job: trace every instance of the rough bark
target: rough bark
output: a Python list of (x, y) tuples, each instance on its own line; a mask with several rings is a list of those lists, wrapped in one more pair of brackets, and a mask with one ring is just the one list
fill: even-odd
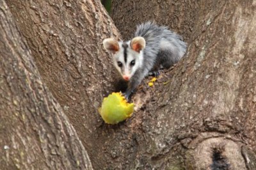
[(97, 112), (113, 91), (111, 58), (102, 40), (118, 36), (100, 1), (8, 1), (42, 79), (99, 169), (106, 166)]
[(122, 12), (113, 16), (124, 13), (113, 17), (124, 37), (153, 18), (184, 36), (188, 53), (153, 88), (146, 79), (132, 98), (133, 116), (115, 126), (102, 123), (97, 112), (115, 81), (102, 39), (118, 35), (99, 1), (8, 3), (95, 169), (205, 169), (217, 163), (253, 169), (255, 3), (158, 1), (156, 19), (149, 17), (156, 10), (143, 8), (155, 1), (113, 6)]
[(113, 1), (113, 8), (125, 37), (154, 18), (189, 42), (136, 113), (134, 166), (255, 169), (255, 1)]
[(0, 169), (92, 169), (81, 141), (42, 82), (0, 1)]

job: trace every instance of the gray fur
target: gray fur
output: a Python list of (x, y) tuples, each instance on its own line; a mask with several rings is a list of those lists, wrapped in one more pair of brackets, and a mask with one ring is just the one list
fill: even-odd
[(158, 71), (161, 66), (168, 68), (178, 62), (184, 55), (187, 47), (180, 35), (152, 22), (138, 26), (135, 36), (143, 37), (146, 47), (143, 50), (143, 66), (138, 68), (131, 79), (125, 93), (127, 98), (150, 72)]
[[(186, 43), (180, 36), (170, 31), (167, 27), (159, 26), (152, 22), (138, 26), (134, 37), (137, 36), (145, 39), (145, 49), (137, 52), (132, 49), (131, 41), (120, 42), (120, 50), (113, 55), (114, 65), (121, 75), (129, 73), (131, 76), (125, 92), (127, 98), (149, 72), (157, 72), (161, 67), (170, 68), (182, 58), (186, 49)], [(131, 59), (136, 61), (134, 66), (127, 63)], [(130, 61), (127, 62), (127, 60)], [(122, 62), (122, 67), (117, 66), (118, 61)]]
::::::::
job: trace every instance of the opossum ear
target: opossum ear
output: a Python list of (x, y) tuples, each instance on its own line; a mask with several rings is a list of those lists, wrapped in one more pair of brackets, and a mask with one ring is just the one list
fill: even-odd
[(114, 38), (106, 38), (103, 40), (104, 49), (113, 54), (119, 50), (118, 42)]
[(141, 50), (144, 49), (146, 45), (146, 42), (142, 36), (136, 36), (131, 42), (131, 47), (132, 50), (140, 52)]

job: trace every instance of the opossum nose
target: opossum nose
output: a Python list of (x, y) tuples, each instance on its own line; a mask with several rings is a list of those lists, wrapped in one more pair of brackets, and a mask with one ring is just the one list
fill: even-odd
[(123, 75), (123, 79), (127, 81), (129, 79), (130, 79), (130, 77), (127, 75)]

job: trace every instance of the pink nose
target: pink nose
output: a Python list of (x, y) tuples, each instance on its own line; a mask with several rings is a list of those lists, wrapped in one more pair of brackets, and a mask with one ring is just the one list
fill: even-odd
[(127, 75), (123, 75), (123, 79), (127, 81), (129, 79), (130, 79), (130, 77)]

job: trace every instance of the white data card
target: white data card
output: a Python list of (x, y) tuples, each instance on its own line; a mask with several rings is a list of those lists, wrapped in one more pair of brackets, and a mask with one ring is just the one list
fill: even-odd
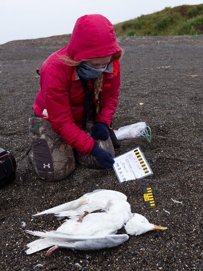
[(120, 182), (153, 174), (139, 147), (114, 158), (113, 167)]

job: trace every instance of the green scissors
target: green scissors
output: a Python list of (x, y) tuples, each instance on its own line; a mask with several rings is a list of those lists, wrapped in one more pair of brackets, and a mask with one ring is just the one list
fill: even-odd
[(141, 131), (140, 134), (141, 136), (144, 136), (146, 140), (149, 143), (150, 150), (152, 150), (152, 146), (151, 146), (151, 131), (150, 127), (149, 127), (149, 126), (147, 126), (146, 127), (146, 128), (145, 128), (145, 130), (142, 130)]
::::::::
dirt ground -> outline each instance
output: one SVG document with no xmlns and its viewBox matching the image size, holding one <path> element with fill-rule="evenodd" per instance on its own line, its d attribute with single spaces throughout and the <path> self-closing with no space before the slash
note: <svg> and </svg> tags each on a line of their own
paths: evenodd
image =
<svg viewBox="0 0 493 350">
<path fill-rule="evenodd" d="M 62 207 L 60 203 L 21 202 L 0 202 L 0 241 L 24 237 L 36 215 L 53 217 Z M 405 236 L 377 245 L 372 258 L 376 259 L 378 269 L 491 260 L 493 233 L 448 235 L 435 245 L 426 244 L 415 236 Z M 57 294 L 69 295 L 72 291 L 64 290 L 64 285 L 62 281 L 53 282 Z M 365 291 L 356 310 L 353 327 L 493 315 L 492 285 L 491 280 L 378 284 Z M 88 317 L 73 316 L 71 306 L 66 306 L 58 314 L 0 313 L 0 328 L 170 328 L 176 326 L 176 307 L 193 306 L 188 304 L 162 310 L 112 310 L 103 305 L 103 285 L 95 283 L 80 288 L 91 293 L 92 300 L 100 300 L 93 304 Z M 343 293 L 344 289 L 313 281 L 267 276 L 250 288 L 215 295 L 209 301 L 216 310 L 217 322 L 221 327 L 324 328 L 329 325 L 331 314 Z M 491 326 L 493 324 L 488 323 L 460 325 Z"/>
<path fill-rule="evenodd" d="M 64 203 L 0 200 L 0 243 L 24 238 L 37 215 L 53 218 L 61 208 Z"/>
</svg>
::::::::
# [WHAT YOU NEED TO DO]
Please copy the listing exactly, starting with the line containing "job: trace every instance of the gray fur" and going on through the line containing "98), (150, 72)]", with both of those lines included.

# [WRITTEN RESPONSE]
job: trace every instance of the gray fur
target: gray fur
output: a Python list of (x, y) tuples, each instance on its own line; a mask with several rings is a list of those lists, wrapped in one more pair of brackets, and a mask with one ring is just the one list
fill: even-odd
[(158, 71), (161, 66), (168, 68), (178, 62), (184, 55), (187, 47), (180, 35), (152, 22), (138, 26), (135, 36), (143, 37), (146, 47), (143, 50), (143, 66), (138, 68), (131, 79), (125, 93), (127, 98), (150, 72)]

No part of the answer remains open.